━━━━━ DATA PROVIDED

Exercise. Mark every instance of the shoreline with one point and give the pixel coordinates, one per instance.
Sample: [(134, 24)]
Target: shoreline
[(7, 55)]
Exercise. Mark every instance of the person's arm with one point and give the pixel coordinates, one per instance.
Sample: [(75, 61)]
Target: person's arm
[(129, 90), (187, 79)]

━━━━━━━━━━
━━━━━ DATA PROVIDED

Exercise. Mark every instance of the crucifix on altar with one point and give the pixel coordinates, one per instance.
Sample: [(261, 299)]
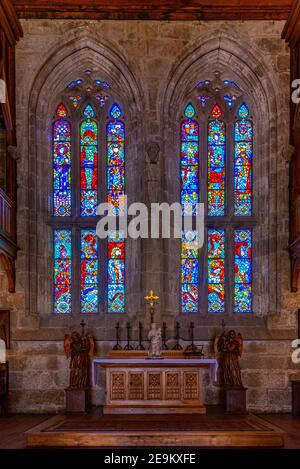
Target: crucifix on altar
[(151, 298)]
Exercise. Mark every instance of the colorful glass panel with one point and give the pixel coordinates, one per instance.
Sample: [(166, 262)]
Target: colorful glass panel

━━━━━━━━━━

◆ OBJECTIVE ◆
Transcribe the entries between the line holding "Exercise. Mark every instance of the crucifix" and the line holding "Target: colorful glass panel", inclusive, word for word. Omit the pictures from your answer.

◆ RESULT ◆
Exercise. Mark every instance of the crucifix on altar with one point and give the pixel coordinates, one per instance.
Sample: [(261, 299)]
Target: crucifix on altar
[(151, 298)]
Exercise. Mark every instance of the colorful glass panel with one point and give the pixel coordinates, one per instance.
Sample: [(166, 262)]
Target: colorful glass panel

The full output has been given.